With the pictures left out, return exactly the lines from the one containing "Can you see the poster with" through the end of the listing below.

— begin SUPPLIED RECORDS —

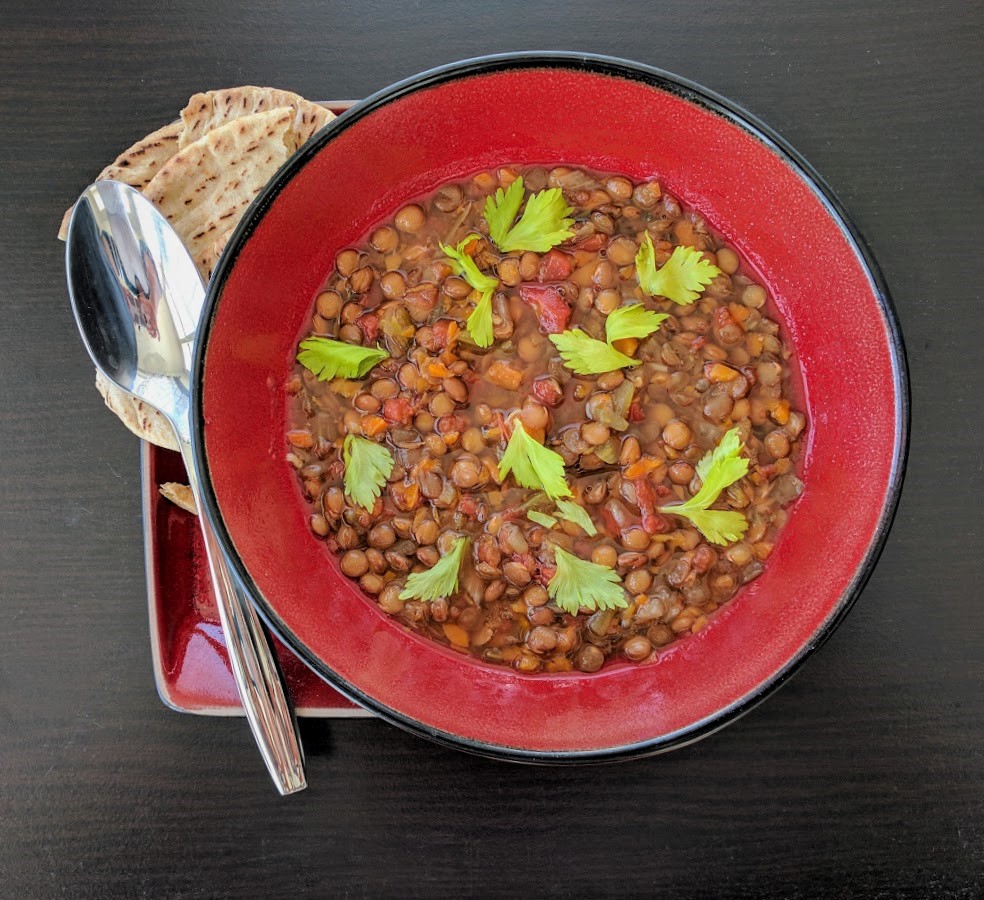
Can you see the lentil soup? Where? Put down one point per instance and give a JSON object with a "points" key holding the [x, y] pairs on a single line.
{"points": [[549, 438]]}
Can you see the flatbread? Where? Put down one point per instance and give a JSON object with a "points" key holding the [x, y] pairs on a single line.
{"points": [[202, 171], [204, 189], [143, 420], [137, 165], [179, 495], [208, 111]]}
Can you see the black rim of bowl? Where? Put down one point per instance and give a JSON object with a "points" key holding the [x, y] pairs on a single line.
{"points": [[687, 90]]}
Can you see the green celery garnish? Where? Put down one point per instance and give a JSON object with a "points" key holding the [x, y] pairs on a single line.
{"points": [[533, 465], [719, 469], [479, 323], [632, 321], [681, 279], [587, 356], [578, 583], [329, 358], [441, 580], [367, 466], [543, 225]]}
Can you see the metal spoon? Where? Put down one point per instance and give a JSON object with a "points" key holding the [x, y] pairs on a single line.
{"points": [[137, 298]]}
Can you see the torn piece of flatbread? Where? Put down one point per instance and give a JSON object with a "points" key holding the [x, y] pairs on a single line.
{"points": [[137, 165], [179, 495], [214, 169], [143, 420], [207, 111], [204, 189]]}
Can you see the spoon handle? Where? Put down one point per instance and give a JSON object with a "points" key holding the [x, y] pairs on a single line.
{"points": [[254, 666]]}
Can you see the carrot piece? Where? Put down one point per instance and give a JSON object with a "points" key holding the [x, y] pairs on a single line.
{"points": [[438, 370], [628, 346], [779, 410], [504, 375], [300, 438], [755, 341], [373, 425], [642, 466]]}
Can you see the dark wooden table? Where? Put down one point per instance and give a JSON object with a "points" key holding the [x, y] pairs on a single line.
{"points": [[864, 776]]}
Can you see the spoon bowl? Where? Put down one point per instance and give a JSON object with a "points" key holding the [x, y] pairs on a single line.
{"points": [[137, 299]]}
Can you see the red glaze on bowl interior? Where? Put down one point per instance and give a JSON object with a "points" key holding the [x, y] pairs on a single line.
{"points": [[608, 116]]}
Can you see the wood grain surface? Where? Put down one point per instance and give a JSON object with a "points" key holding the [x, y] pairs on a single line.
{"points": [[862, 777]]}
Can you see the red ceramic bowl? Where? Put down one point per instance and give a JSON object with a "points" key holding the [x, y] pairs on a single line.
{"points": [[608, 115]]}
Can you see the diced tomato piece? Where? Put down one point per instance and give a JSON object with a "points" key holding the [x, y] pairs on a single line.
{"points": [[652, 521], [549, 304], [592, 243], [548, 391], [555, 266], [369, 323], [398, 410]]}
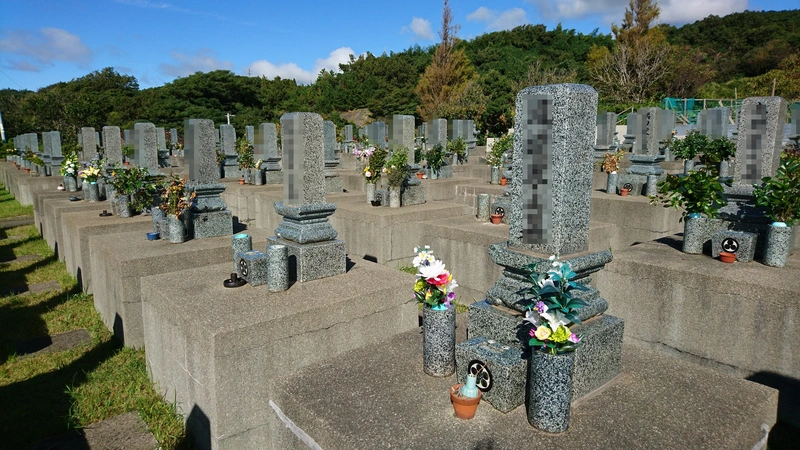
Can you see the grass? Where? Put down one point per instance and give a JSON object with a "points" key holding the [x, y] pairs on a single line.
{"points": [[61, 392]]}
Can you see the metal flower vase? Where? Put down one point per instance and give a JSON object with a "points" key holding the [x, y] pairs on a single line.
{"points": [[439, 341], [550, 390]]}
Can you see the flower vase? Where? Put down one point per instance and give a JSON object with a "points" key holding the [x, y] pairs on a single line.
{"points": [[439, 341], [124, 205], [370, 192], [778, 244], [550, 390], [91, 191], [176, 229], [495, 175], [394, 197], [611, 183], [70, 184]]}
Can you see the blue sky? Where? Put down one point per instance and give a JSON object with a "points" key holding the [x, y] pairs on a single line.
{"points": [[46, 41]]}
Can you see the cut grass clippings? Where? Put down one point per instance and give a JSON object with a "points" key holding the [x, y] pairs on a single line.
{"points": [[55, 393]]}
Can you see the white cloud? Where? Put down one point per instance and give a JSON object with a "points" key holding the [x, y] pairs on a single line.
{"points": [[496, 21], [293, 71], [42, 48], [420, 28], [202, 61], [675, 12]]}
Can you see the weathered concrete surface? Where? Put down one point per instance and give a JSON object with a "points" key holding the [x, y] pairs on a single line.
{"points": [[387, 402], [214, 350]]}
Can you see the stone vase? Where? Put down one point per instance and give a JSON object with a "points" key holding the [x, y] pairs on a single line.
{"points": [[124, 205], [439, 341], [495, 175], [394, 197], [91, 191], [70, 184], [175, 228], [550, 390], [611, 183], [370, 192], [778, 244]]}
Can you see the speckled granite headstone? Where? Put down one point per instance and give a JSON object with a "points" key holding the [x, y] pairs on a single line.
{"points": [[552, 172], [113, 148], [145, 146], [88, 142], [210, 216], [758, 148]]}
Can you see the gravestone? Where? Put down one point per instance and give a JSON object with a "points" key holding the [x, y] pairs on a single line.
{"points": [[314, 251], [88, 142], [550, 207], [145, 146], [227, 143], [267, 141], [113, 149], [210, 214]]}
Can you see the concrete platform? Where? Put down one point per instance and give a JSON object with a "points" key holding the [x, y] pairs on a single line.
{"points": [[77, 227], [119, 261], [388, 402], [215, 350], [741, 318]]}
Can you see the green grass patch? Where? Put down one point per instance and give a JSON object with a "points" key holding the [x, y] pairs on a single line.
{"points": [[58, 392], [9, 207]]}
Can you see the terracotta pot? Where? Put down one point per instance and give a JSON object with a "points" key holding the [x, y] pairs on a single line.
{"points": [[465, 407]]}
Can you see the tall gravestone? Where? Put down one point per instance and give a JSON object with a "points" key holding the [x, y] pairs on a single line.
{"points": [[145, 146], [227, 143], [210, 214], [113, 140], [89, 142], [554, 134], [333, 181], [267, 140], [314, 251]]}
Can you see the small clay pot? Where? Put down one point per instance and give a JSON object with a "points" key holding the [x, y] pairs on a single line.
{"points": [[465, 407], [727, 257]]}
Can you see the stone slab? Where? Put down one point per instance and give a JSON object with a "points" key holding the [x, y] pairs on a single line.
{"points": [[120, 260], [216, 352], [388, 403]]}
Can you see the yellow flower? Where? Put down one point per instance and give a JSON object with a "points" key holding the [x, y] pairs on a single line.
{"points": [[542, 333]]}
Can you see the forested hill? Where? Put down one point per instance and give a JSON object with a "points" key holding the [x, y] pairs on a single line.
{"points": [[744, 51]]}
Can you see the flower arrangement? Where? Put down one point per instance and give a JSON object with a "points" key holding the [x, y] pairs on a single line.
{"points": [[372, 171], [396, 168], [434, 286], [93, 169], [176, 198], [554, 308], [69, 166]]}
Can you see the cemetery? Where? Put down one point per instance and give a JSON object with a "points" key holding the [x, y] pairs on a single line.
{"points": [[292, 291]]}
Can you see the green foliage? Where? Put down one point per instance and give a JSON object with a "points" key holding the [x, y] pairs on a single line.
{"points": [[780, 194], [698, 192], [435, 157]]}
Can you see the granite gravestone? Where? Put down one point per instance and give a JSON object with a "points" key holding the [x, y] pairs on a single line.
{"points": [[113, 141], [314, 252], [550, 204], [145, 146], [333, 182], [267, 141], [227, 143], [210, 216]]}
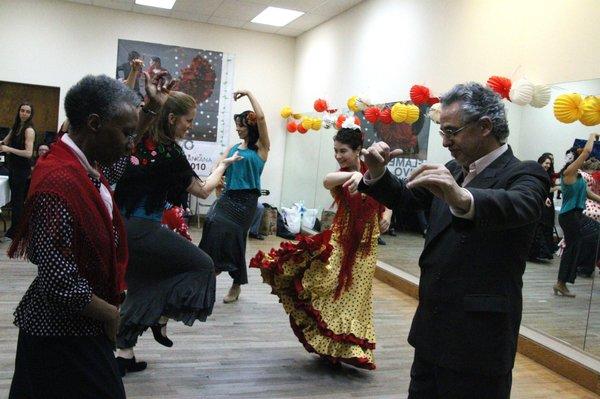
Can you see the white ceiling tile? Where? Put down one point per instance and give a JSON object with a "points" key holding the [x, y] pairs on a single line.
{"points": [[307, 21], [305, 5], [290, 32], [235, 23], [261, 27], [126, 5], [203, 7], [238, 9], [161, 12], [189, 16]]}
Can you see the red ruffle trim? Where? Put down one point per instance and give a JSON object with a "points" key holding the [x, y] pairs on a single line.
{"points": [[360, 362]]}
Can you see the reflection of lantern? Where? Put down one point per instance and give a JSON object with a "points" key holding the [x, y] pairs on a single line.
{"points": [[541, 96], [500, 85], [591, 111], [521, 92], [567, 107], [419, 94], [412, 114], [320, 105], [372, 114], [292, 127], [286, 112], [385, 116]]}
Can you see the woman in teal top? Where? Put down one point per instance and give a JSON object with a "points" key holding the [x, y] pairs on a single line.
{"points": [[227, 223], [581, 232]]}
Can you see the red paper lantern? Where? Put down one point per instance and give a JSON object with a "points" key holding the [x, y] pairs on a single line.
{"points": [[320, 105], [372, 114], [500, 85], [433, 100], [292, 127], [385, 116], [419, 94]]}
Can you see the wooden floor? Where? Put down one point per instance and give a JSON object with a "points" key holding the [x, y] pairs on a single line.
{"points": [[560, 317], [247, 350]]}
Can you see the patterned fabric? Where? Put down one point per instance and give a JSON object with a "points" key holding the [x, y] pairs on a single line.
{"points": [[305, 277], [156, 174]]}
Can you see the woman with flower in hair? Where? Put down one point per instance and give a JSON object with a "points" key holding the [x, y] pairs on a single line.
{"points": [[227, 223], [325, 282], [581, 232]]}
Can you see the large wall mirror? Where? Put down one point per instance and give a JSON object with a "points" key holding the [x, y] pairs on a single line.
{"points": [[574, 320]]}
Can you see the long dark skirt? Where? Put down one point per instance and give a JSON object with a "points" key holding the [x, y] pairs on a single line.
{"points": [[582, 243], [225, 232], [65, 367], [167, 276]]}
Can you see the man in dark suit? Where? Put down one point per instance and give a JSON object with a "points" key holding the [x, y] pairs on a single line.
{"points": [[484, 206]]}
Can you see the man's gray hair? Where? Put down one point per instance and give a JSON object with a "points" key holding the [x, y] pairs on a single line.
{"points": [[478, 101], [97, 95]]}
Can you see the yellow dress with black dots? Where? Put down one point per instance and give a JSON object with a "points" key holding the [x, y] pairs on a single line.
{"points": [[305, 280]]}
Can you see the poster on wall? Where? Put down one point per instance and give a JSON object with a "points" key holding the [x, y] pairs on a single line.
{"points": [[411, 139], [205, 75]]}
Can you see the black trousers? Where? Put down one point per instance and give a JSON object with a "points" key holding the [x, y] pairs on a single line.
{"points": [[65, 367], [18, 181], [428, 381]]}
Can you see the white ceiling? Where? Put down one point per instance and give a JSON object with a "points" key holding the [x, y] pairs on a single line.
{"points": [[238, 13]]}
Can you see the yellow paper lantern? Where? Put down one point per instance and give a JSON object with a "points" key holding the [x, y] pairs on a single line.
{"points": [[399, 112], [286, 112], [307, 123], [317, 123], [412, 114], [567, 107], [591, 111], [352, 104]]}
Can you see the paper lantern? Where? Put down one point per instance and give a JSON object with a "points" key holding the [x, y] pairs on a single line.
{"points": [[500, 85], [419, 94], [385, 116], [412, 114], [435, 112], [590, 115], [317, 123], [372, 114], [352, 104], [307, 123], [521, 92], [567, 107], [399, 112], [320, 105], [286, 112], [292, 127]]}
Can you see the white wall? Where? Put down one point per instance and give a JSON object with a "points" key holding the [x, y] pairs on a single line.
{"points": [[382, 47], [56, 43]]}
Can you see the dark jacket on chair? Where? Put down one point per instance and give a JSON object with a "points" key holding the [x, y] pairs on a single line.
{"points": [[471, 270]]}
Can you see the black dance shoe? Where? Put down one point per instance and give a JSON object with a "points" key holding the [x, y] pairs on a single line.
{"points": [[130, 365], [158, 337]]}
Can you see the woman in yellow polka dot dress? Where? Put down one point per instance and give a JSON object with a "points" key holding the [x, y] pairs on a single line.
{"points": [[325, 282]]}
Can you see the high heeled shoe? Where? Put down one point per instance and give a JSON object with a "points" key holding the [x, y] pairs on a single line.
{"points": [[564, 291], [130, 365], [159, 337]]}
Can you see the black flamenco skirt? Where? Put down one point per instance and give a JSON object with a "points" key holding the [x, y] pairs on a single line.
{"points": [[225, 232], [65, 367], [167, 275]]}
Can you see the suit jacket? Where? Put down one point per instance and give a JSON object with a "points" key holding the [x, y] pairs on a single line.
{"points": [[470, 298]]}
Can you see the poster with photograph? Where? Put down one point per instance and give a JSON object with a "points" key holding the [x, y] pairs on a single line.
{"points": [[412, 139], [205, 75]]}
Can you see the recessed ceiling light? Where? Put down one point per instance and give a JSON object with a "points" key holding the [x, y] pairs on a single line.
{"points": [[168, 4], [276, 16]]}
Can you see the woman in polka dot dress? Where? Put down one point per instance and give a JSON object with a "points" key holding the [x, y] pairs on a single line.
{"points": [[325, 282]]}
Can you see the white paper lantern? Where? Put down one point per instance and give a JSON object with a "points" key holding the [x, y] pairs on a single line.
{"points": [[521, 92], [541, 96]]}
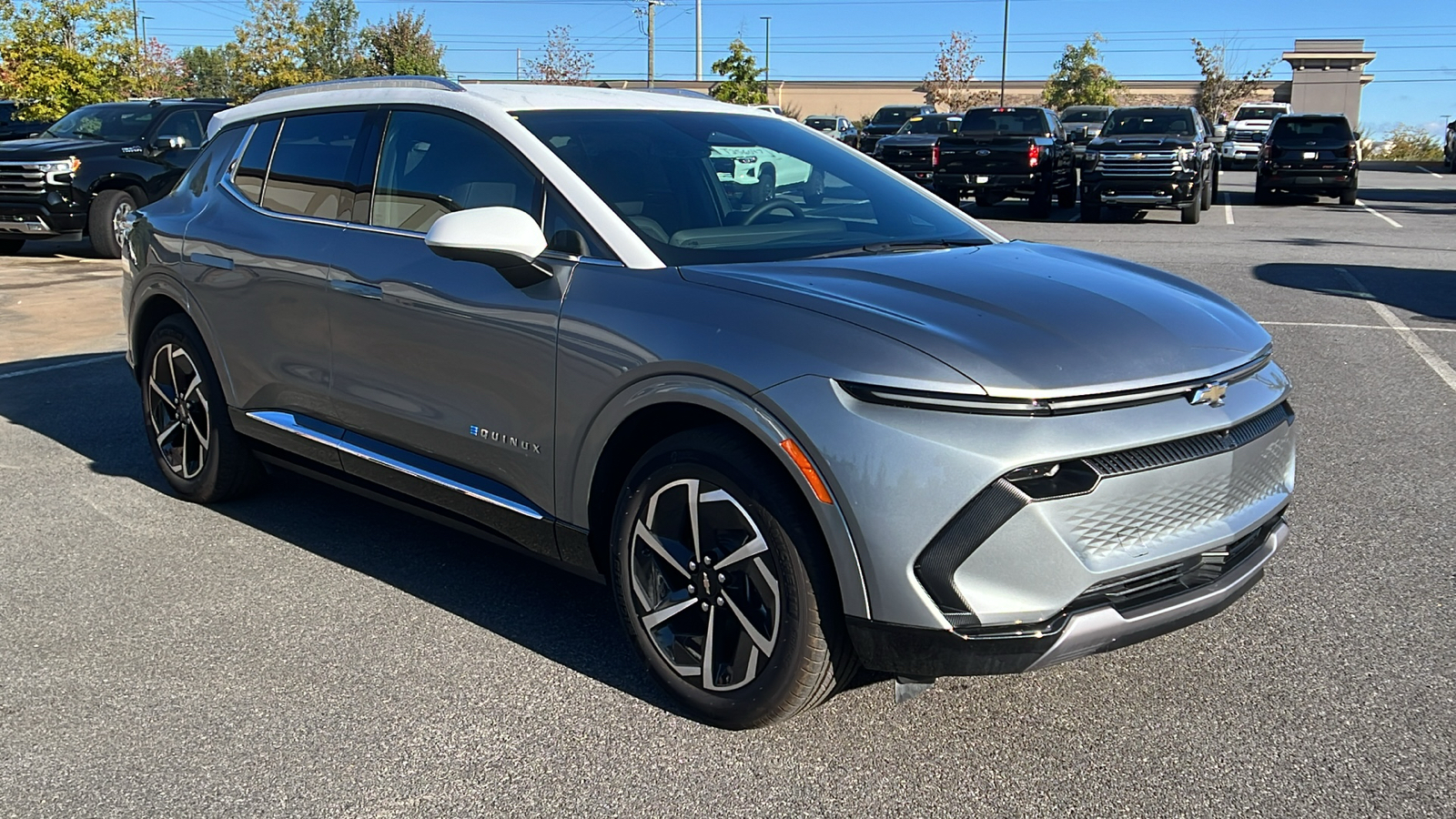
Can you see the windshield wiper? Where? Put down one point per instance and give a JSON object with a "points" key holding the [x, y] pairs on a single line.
{"points": [[877, 248]]}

— end SUPPLIED RECORDS —

#### CORRECT RESULT
Can you see the poster with photograph? Where? Put down one point per instance and give a JSON object with a "points" key holding the [x, y] pairs on a single line.
{"points": [[412, 139], [205, 75]]}
Can you see the recessed ceiling light? Where? Put down one point per instance and give a JSON object with a "points" key holding the [x, y] pairs on a single line.
{"points": [[168, 4], [276, 16]]}
Can you see the woman in polka dot dress? Where? Put down one point per instance and give a JSON object with a "points" key holding the [x, y] pairs on a single line.
{"points": [[325, 282]]}
Can you see the white paper lantern? Where? Put down one point per instance and give a JSON object with a "points" key holding the [x, y] pairs on a single line.
{"points": [[521, 92], [541, 96]]}
Can you see the windshield wiper? Where? Put down one point per instance and give a JSON object with a "points" key holding the [x, y] pairs on a single line.
{"points": [[877, 248]]}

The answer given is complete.